§ **Aim**
Lay out every line of the rows below as a numbered list, skipping blank lines. Leave the pictures out of your answer.

Rows contained in a dataset
'''

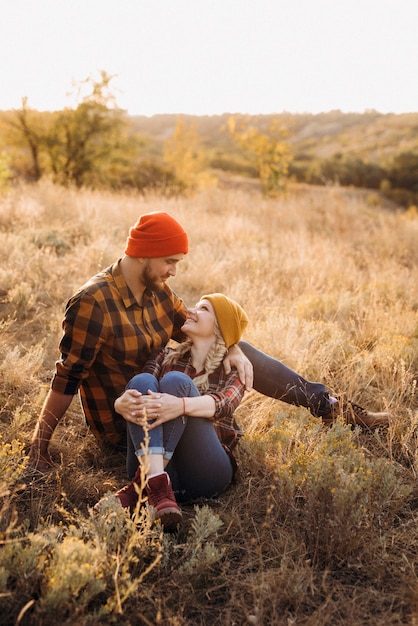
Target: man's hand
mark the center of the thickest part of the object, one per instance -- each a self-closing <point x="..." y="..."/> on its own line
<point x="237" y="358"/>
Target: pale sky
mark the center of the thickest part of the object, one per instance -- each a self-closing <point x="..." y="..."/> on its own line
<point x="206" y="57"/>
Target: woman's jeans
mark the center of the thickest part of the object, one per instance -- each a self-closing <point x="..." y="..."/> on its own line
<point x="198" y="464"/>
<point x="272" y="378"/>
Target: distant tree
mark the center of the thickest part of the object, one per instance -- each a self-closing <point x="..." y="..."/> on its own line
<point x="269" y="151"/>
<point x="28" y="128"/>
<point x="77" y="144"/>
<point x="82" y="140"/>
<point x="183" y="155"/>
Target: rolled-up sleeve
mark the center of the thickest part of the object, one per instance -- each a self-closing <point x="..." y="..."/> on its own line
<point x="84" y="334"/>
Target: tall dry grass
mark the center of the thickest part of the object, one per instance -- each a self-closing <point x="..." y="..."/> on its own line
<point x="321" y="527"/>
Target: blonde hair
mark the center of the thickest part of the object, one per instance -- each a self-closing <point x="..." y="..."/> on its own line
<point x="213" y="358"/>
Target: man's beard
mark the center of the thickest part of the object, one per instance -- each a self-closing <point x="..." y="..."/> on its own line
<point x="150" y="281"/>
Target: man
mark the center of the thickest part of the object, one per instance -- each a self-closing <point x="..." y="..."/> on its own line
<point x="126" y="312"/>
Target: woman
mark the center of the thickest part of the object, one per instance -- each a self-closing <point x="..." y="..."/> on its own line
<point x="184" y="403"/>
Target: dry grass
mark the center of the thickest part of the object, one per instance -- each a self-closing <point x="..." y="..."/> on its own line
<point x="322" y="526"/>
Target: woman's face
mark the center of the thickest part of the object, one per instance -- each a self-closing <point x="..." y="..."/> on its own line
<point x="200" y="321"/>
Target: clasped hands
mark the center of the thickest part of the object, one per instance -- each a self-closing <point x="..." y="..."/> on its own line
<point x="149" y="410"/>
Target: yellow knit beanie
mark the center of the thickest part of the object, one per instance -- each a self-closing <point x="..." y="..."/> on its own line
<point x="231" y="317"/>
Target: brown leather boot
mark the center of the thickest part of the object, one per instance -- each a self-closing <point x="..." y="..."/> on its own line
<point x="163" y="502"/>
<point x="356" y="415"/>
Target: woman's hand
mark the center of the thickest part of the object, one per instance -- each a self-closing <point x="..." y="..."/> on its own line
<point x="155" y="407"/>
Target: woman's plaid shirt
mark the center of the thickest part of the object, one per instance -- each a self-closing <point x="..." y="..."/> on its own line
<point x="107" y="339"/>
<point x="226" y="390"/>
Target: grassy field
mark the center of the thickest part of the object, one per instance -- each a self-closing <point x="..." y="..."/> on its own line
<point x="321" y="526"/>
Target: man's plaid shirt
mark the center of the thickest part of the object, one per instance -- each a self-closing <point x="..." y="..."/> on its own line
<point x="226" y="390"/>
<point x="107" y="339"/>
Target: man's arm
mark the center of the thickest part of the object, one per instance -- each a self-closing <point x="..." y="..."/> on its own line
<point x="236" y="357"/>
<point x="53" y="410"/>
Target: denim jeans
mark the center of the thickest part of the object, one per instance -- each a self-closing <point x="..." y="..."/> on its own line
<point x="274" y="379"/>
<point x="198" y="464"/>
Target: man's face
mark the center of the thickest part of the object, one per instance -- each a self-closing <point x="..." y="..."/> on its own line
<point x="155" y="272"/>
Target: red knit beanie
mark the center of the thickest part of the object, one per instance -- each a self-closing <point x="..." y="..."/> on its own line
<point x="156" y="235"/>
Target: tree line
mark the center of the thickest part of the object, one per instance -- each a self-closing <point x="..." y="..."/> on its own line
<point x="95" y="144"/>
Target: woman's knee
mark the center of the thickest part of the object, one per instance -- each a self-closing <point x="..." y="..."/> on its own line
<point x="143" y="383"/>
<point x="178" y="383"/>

'''

§ **Output below**
1. Target: man's hand
2. mark the center of the thickest part of the object, one per instance -- each a self-closing <point x="..." y="..."/> on its own line
3. <point x="237" y="358"/>
4. Target: pale sky
5. mark the center of the thickest part of the object, one per instance -- each a self-closing <point x="..." y="..."/> on its own line
6. <point x="206" y="57"/>
7. Target: woman's jeans
8. mark the center of the thickest part of the object, one per instance -- each a self-closing <point x="..." y="..."/> on its own line
9. <point x="198" y="464"/>
10. <point x="272" y="378"/>
11. Target: distant tree
12. mark the center of the thickest part of the object, one per instance -- each a self-closing <point x="..." y="..."/> on its own line
13. <point x="269" y="151"/>
14. <point x="28" y="128"/>
15. <point x="77" y="144"/>
16. <point x="82" y="140"/>
17. <point x="183" y="155"/>
18. Target: rolled-up sleeve
19. mark the center of the thickest part of the object, one per instance -- each a self-closing <point x="..." y="..."/> on its own line
20. <point x="84" y="334"/>
21. Target: tall dry grass
22. mark the center of the thickest part of the object, one per instance -- each a self-closing <point x="..." y="..."/> on its own line
23. <point x="321" y="527"/>
24. Target: blonde hair
25. mark the center of the thickest part of the object, one per instance -- each a self-closing <point x="..." y="..."/> on its own line
26. <point x="213" y="358"/>
27. Target: man's beard
28. mark the center of the thickest part of the object, one per instance -- each a self-closing <point x="..." y="..."/> on its own line
29. <point x="150" y="281"/>
30. Target: man
31. mark the center of the thickest part of the object, one per instance -- each a self-closing <point x="..." y="..."/> on its own line
32. <point x="126" y="312"/>
33. Target: woman
34. mark the center of the thickest part of the object, one per instance -- each a self-closing <point x="..." y="..."/> on its own line
35. <point x="184" y="403"/>
36. Target: dry grass
37. mark the center of the thickest part of the object, one per instance -- each a self-closing <point x="..." y="..."/> on its own line
38. <point x="322" y="526"/>
39. Target: woman's face
40. mark the center of the thickest part of the object, one per instance -- each a self-closing <point x="..." y="..."/> on its own line
41. <point x="200" y="321"/>
42. Target: clasped hands
43. mark the center of the thickest part of the object, one per instance -- each a self-closing <point x="..." y="..."/> on its own line
44. <point x="149" y="410"/>
45. Target: yellow knit beanie
46. mark the center of the thickest part of the object, one per instance -- each a self-closing <point x="..." y="..."/> on its own line
47. <point x="231" y="317"/>
48. Target: brown leather boot
49. mark the center of the thickest part of the object, one per instance -- each a self-closing <point x="..." y="..."/> on its own line
50. <point x="163" y="502"/>
51. <point x="356" y="415"/>
52. Target: woman's hand
53. mark the center of the thickest part of the object, one per instance -- each a self-closing <point x="..." y="..."/> on its own line
54. <point x="155" y="407"/>
55. Target: woman's plaid shirt
56. mark the center of the thickest part of the object, one per instance -- each a self-closing <point x="..." y="..."/> on its own line
57. <point x="107" y="339"/>
58. <point x="226" y="390"/>
59. Target: grassy field
60. mark the center of the thickest part of the object, one per instance -- each a self-closing <point x="..." y="..."/> on its own line
61. <point x="321" y="526"/>
62. Target: man's plaid shirt
63. mark the center of the thickest part of the object, one per instance -- each a self-closing <point x="..." y="..."/> on its own line
64. <point x="226" y="390"/>
65. <point x="107" y="339"/>
66. Target: man's arm
67. mark the center of the thickest part of the object, one per instance -- each a self-closing <point x="..." y="..."/> on its own line
68. <point x="236" y="357"/>
69. <point x="53" y="410"/>
70. Target: denim jeans
71. mark the center of the thickest part of the object, one per instance -- each a self-closing <point x="..." y="..."/> on its own line
72. <point x="274" y="379"/>
73. <point x="198" y="464"/>
74. Target: man's face
75. mark the center of the thickest part of the object, one per instance -- each a self-closing <point x="..." y="..."/> on its own line
76. <point x="155" y="272"/>
77. Target: red knit beanie
78. mark the center of the thickest part of the object, one per instance -- each a self-closing <point x="..." y="..."/> on its own line
79. <point x="156" y="235"/>
80. Target: tree line
81. mark the center of the thickest part of the object, one per instance -- each a self-closing <point x="..." y="..."/> on its own line
82. <point x="95" y="144"/>
83. Target: woman's knee
84. mark the center of the thickest part of the object, one per instance -- each a self-closing <point x="..." y="..."/> on its own line
85. <point x="143" y="383"/>
86. <point x="178" y="383"/>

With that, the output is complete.